* _Stated task_
Collect every line below that contains the word "steps", paying attention to case.
Start of Records for this task
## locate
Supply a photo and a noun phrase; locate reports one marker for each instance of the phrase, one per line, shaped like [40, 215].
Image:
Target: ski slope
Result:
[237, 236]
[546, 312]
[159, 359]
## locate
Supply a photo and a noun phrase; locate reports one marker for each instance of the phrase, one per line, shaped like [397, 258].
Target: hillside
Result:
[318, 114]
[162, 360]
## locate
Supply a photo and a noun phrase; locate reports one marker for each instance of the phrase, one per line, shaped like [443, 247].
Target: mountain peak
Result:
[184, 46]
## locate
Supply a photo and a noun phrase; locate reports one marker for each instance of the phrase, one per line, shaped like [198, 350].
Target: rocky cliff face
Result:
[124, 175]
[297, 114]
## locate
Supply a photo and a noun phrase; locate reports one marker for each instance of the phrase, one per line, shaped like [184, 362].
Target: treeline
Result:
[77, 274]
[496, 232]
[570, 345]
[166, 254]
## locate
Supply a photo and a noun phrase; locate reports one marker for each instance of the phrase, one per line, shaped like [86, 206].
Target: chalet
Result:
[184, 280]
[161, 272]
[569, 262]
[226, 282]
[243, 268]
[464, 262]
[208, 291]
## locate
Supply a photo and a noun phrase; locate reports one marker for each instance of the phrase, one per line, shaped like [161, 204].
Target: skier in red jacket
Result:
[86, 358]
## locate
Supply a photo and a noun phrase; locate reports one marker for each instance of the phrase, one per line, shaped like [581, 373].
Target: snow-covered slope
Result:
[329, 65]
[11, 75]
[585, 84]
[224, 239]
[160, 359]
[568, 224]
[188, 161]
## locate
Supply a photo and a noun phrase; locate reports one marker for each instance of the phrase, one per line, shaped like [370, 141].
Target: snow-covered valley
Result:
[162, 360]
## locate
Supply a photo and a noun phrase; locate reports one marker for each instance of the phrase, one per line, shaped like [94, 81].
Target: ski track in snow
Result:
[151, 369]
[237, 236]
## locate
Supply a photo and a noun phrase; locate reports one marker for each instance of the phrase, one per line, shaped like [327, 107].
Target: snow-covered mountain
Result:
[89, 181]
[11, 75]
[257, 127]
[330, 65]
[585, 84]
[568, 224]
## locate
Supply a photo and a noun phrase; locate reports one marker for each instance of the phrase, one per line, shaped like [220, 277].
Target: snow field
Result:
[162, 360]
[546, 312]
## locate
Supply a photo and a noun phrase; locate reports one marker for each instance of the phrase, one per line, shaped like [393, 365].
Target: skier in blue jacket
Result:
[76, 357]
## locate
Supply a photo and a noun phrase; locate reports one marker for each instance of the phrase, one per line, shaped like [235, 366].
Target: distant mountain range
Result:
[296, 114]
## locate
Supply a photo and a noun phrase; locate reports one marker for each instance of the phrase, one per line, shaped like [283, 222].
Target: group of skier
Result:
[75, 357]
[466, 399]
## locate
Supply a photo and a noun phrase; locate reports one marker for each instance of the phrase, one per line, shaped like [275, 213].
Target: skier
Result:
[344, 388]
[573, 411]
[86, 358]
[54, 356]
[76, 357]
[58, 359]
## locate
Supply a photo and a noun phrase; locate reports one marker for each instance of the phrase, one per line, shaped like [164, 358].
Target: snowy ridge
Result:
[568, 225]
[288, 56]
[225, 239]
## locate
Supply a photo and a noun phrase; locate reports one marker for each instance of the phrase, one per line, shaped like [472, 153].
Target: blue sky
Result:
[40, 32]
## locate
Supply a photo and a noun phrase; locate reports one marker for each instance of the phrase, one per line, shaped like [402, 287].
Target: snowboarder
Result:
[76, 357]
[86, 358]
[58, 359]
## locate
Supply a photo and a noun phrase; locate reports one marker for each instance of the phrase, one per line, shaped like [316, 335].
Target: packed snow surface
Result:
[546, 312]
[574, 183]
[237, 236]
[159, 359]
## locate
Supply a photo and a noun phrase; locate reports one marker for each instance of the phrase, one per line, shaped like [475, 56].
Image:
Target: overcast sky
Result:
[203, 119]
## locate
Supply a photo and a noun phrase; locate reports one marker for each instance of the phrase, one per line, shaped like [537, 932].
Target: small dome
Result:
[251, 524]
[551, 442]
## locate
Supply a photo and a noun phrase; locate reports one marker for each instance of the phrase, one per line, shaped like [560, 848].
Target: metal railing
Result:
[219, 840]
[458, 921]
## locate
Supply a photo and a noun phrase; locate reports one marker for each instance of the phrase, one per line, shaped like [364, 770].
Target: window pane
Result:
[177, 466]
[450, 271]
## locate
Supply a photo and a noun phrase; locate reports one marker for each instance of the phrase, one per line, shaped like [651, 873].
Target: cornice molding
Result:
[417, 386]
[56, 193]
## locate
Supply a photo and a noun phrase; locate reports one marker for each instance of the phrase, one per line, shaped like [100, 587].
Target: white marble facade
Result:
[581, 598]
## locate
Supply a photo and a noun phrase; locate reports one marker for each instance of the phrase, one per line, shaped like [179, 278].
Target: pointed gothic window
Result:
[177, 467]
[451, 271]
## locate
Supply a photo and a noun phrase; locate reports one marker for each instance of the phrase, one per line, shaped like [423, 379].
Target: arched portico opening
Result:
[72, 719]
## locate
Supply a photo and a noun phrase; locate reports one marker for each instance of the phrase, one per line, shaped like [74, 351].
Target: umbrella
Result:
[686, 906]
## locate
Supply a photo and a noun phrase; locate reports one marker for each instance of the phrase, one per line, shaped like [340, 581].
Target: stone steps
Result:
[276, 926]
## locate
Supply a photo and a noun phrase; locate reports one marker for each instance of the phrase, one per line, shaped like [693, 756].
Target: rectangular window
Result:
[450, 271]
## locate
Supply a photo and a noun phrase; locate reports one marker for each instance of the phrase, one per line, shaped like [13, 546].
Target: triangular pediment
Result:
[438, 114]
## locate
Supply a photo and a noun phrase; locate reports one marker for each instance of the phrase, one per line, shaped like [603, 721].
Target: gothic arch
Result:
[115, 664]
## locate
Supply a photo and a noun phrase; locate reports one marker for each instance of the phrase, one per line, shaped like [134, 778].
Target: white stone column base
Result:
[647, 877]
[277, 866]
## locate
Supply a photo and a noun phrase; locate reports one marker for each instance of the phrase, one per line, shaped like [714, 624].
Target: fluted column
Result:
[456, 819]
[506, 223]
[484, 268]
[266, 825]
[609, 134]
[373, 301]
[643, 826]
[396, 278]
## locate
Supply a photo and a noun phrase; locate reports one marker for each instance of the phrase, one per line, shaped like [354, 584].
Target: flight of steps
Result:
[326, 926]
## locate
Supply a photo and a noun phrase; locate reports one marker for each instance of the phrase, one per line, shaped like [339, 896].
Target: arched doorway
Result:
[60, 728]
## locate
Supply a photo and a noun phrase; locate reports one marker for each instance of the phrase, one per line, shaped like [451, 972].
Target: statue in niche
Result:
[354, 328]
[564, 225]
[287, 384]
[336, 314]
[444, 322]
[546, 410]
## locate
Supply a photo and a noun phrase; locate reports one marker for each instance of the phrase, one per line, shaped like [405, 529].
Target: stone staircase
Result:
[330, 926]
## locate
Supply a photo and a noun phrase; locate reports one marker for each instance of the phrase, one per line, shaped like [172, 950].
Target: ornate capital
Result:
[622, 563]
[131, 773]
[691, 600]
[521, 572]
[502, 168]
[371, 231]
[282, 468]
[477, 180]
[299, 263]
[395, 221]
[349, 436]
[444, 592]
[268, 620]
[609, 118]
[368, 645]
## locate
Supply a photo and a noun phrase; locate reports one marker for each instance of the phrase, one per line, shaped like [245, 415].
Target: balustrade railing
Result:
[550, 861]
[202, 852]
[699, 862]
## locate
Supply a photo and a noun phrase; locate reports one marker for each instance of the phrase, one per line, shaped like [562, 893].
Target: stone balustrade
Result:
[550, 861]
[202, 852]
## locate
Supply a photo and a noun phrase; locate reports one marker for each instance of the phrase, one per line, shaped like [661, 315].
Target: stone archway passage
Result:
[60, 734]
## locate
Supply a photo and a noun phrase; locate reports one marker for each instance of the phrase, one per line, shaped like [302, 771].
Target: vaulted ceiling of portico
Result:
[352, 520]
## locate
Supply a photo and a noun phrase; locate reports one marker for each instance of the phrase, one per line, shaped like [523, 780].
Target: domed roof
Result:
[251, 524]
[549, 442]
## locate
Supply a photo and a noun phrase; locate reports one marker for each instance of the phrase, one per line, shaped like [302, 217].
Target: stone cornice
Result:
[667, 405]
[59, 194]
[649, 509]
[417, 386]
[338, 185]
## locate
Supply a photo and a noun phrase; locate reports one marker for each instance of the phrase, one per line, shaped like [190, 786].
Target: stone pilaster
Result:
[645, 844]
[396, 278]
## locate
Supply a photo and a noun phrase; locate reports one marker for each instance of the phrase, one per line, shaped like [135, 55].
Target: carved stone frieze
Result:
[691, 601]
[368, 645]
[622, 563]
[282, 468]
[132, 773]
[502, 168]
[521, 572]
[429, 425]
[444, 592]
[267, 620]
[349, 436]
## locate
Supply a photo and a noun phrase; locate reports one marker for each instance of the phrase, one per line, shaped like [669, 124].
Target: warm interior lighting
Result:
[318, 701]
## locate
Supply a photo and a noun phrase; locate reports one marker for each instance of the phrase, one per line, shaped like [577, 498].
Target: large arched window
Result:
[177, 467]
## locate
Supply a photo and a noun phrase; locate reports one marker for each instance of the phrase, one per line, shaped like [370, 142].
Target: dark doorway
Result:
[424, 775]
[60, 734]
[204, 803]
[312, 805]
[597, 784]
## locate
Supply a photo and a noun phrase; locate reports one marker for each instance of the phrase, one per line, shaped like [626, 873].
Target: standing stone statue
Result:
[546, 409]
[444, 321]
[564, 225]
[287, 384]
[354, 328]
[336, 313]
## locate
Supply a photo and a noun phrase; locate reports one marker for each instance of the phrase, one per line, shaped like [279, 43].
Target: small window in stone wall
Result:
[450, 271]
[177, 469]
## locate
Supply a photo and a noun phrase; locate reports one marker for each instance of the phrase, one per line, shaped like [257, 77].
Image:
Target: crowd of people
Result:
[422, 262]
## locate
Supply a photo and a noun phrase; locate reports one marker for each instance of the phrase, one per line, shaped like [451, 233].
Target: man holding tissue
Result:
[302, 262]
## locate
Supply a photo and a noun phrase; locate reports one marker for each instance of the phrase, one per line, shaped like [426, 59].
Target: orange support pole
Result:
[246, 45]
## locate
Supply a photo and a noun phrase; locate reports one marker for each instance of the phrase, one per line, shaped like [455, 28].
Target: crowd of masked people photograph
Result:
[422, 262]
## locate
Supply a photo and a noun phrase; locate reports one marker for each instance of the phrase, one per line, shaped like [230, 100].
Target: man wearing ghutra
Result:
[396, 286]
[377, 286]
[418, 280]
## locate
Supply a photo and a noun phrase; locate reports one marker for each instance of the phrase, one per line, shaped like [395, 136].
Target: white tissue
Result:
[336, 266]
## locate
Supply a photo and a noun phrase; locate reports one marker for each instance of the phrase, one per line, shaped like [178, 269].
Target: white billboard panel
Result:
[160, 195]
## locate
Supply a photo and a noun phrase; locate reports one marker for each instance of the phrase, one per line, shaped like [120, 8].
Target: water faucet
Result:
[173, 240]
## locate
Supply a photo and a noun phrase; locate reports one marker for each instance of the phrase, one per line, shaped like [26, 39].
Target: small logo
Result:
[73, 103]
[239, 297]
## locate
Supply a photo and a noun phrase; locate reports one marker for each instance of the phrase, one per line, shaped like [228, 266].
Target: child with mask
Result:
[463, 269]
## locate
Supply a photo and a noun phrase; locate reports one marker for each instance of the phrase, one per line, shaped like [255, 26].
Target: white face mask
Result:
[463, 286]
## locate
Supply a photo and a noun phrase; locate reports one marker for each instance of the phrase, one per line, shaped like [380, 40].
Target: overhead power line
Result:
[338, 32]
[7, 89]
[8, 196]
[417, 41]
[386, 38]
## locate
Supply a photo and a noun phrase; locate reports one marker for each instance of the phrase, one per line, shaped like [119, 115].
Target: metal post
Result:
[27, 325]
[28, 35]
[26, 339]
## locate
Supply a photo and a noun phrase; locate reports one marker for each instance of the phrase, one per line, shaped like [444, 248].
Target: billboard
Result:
End of Records for this task
* _Full answer_
Target: stone steps
Target: flight of steps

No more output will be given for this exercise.